• Selected excerpt:
--- --- ---
Friday, 27 February 2009

Reflections on Bethel #1 - A week on!

I've been back from Bethel for almost a week now. My life really has changed from soaking up the atmosphere there. Three people in the space of a few hours yesterday said that I actually look physically different! I feel so encouraged by that. It just confirms for me what I feel on the inside - changed by God.

How do I feel different? It's difficult to put into words, but in a nutshell I feel so much more in love with God as my Papa, with Jesus and with the Holy Spirit. I feel like my perspective of God has completely changed and that I know His love in a deeper place than I knew it before I went. I went for a walk along the river with Jesus this morning and I felt that He was playing hide and seek with me! I feel so much more intimate with Him now - He has answered the longing of my heart and I know there is still so much more!

I wanted to take some time to write about some of the things I feel like I picked up from Bethel and have brought back with me to Bedford. I'm sure there is more God did that I'm not even aware of yet, but these things will do for starters:

1) Worship is key - God spoke to me during a worship session about my relationship with Him being all about love. Him loving me, me loving Him and then me loving other people. Love is the fuel that spreads the fire of God. Love is the fuel that attracts God's presence. It's all about love and worship is all about love. Worship is the main place where we get to express our love to God. It can't be an add on to our lives because that's what Christians do. It's got to be time where we fully engage with the one who is totally worthy of everything - the one who is head over heels in love with us and who we're head over heels in love with. And it can't be a quick fix. We must learn to linger for longer. I used to get really distracted when I worshipped. I'm expecting it to be different now!

2) Expect God's Kindness - I talked about this in my last post, but it's been such a profound revelation for me that I want to talk about it again here. Before I went to Bethel I thought I believed that God was good. I didn't! Something has shifted in my thinking and deep in my gut that convinces me that God is ridiculously good; that He's incredibly kind and that because of that His favour rests on me. Even this evening He's been so kind to me. I've borrowed a projector for a youth day away we're running tomorrow, but for some reason it came without a power lead. God gave me the idea of heading to the church offices to find the right kind of lead, which I did and the lead was duly found! He's always working for my good!
--- --- ---
• Excerpted data:
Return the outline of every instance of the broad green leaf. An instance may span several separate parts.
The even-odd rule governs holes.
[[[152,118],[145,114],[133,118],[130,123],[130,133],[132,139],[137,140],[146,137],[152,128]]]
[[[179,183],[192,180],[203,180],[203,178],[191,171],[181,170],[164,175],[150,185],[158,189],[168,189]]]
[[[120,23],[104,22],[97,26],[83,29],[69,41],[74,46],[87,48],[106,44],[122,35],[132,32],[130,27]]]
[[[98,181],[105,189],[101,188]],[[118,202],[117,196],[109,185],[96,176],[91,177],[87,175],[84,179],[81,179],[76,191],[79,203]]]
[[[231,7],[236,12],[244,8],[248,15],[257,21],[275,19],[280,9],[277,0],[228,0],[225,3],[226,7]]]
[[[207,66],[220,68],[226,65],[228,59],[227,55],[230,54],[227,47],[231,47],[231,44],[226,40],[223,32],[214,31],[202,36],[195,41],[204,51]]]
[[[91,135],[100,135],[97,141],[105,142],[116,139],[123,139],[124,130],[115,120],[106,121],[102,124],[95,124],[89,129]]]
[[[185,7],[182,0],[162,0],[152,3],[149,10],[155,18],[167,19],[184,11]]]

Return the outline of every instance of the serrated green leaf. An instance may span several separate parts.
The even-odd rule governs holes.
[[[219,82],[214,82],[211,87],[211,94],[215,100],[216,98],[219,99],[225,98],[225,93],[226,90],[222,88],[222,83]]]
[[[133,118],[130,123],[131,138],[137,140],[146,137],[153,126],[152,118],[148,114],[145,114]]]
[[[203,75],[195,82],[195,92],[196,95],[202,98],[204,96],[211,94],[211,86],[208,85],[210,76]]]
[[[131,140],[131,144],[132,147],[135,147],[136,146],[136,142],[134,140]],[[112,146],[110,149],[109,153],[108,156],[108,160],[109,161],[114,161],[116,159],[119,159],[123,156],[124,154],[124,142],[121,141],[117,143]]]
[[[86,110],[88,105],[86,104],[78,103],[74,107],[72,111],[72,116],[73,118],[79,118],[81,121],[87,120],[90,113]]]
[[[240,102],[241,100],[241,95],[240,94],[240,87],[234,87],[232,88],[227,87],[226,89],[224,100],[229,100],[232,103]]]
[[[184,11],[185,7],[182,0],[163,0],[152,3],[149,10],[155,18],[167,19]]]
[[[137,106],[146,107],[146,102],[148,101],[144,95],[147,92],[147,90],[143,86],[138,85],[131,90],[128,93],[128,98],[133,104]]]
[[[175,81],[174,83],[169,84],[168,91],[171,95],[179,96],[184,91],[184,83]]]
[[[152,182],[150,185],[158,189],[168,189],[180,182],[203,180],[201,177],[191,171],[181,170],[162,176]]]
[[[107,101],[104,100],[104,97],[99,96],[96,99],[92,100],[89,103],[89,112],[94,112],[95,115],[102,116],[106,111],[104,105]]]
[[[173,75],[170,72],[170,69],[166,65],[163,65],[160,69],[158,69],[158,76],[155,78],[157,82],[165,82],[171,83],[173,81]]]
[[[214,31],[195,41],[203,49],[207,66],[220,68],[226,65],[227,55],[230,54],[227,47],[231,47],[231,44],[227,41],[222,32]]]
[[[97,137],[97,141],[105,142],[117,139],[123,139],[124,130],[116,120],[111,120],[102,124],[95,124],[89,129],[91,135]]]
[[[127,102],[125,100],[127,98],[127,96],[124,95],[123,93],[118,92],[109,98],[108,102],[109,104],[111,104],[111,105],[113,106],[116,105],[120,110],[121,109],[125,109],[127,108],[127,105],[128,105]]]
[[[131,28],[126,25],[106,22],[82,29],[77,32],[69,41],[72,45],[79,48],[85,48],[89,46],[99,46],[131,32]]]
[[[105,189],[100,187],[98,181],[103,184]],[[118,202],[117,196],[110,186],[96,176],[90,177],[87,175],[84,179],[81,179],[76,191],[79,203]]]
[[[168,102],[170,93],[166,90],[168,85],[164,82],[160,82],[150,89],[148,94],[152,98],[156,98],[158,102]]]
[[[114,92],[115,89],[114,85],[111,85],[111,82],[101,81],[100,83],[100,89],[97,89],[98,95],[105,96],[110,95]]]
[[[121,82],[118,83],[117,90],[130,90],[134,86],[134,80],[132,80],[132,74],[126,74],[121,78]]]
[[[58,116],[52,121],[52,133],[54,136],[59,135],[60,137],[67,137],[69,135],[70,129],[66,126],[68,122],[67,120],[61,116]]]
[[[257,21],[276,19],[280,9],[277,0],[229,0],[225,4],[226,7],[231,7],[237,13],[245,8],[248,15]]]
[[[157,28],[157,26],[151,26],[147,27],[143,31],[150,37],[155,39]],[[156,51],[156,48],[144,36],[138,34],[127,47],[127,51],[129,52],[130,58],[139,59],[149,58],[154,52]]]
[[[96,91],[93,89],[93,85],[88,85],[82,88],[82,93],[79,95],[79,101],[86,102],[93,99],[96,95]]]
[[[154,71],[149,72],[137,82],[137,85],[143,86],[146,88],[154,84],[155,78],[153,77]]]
--- --- ---
• Requirement A: Copy the part of the Bethel reflections post from "2) Expect God's" to "for my good!" word for word.
• Requirement B: How many lines of the rows contain the string "separate", with case counting? Reply with the number alone.

• Full output A:
2) Expect God's Kindness - I talked about this in my last post, but it's been such a profound revelation for me that I want to talk about it again here. Before I went to Bethel I thought I believed that God was good. I didn't! Something has shifted in my thinking and deep in my gut that convinces me that God is ridiculously good; that He's incredibly kind and that because of that His favour rests on me. Even this evening He's been so kind to me. I've borrowed a projector for a youth day away we're running tomorrow, but for some reason it came without a power lead. God gave me the idea of heading to the church offices to find the right kind of lead, which I did and the lead was duly found! He's always working for my good!

• Full output B: 2